Written request
Locate every line in the material below that contains the word "hammock", and copy each such line in full.

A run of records

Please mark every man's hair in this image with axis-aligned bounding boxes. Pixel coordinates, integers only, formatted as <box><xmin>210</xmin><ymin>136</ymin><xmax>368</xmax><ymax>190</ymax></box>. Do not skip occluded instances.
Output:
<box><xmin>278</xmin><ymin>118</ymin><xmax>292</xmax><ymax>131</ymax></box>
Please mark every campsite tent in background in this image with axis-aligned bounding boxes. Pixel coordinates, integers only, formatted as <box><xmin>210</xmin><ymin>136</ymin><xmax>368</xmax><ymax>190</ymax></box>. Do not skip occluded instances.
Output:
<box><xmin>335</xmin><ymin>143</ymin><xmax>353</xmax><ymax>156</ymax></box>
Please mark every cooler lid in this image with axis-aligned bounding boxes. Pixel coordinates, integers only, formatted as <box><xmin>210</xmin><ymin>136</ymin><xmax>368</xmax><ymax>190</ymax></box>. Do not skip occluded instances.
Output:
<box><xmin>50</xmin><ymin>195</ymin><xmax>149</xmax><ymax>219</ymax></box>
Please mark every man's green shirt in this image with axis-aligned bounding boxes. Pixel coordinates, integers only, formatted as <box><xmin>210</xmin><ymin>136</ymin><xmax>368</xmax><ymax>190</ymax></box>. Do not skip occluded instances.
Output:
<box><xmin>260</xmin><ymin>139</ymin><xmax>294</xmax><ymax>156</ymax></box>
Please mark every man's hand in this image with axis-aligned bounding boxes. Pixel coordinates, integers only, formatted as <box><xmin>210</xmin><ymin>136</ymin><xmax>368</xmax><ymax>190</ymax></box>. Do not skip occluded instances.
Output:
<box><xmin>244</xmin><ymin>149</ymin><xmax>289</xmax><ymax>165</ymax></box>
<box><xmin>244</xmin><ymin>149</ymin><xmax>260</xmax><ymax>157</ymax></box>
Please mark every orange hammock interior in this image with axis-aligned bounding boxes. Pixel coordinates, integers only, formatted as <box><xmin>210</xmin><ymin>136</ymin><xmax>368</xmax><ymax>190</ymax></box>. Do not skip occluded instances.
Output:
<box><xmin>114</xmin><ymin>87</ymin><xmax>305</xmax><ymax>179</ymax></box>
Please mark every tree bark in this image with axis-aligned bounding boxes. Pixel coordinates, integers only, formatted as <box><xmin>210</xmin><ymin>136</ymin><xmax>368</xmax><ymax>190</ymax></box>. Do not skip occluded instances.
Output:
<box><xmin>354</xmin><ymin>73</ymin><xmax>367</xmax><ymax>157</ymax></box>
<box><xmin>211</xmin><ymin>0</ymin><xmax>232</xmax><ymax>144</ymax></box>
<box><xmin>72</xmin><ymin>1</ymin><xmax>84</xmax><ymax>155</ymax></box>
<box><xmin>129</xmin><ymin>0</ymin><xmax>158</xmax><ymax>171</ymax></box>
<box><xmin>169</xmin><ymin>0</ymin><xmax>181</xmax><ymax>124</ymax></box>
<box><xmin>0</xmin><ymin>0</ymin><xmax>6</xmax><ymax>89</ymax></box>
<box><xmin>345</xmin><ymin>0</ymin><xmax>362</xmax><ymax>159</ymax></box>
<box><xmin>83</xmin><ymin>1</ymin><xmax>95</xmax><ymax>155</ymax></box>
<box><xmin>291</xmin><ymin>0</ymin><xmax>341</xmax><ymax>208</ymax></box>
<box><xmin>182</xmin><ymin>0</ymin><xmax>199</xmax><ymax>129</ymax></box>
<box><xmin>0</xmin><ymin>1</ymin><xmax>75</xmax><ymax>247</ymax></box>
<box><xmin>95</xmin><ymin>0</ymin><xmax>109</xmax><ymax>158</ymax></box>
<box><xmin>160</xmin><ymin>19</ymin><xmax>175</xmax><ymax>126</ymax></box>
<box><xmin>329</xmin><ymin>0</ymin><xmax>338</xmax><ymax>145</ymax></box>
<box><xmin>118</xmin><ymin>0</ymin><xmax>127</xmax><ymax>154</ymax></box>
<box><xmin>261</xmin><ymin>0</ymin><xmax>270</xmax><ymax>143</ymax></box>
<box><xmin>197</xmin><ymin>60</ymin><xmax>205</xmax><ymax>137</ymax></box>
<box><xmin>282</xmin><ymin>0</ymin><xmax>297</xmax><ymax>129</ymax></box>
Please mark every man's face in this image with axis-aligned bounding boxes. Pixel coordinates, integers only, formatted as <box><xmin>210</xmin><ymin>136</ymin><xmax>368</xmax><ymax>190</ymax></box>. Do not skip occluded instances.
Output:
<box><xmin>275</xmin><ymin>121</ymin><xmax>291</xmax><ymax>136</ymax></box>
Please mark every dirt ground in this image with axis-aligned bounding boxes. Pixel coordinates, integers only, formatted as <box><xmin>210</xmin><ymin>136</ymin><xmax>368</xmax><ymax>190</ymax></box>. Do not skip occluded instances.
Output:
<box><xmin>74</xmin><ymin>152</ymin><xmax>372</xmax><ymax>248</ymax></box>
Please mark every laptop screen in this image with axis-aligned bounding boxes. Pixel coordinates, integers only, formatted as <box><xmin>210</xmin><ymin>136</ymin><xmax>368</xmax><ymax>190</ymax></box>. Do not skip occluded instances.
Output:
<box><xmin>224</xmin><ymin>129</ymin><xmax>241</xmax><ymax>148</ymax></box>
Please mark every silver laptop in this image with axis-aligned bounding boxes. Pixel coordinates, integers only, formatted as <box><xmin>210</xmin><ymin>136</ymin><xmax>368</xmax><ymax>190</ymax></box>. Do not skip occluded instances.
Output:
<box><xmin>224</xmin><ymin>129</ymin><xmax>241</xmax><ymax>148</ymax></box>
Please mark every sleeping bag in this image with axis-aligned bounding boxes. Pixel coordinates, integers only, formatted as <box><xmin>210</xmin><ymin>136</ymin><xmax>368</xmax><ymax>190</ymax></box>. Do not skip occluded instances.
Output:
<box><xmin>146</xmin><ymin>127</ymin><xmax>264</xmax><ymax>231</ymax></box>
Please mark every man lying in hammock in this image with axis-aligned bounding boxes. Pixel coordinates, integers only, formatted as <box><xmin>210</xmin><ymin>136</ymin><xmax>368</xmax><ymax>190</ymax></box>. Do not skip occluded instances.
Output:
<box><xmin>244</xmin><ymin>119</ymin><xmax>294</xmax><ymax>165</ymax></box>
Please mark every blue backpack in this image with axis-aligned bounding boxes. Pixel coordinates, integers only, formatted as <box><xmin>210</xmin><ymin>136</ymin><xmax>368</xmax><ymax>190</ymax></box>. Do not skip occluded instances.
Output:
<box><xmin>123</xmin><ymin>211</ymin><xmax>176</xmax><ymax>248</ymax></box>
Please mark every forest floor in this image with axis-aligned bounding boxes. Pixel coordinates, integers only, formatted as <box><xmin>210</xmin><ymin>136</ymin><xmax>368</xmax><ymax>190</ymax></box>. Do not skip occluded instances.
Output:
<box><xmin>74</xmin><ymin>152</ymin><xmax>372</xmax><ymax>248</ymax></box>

Expected answer
Please mark every orange hammock interior in this image with axis-aligned bounding boxes. Pixel coordinates, integers only, formatted as <box><xmin>210</xmin><ymin>136</ymin><xmax>368</xmax><ymax>190</ymax></box>. Do not skip occluded instances.
Please mark every man lying in hammock in this image with axis-aligned bounding boxes. Pixel coordinates, integers only, formatted as <box><xmin>210</xmin><ymin>136</ymin><xmax>368</xmax><ymax>190</ymax></box>. Do not skip occluded instances.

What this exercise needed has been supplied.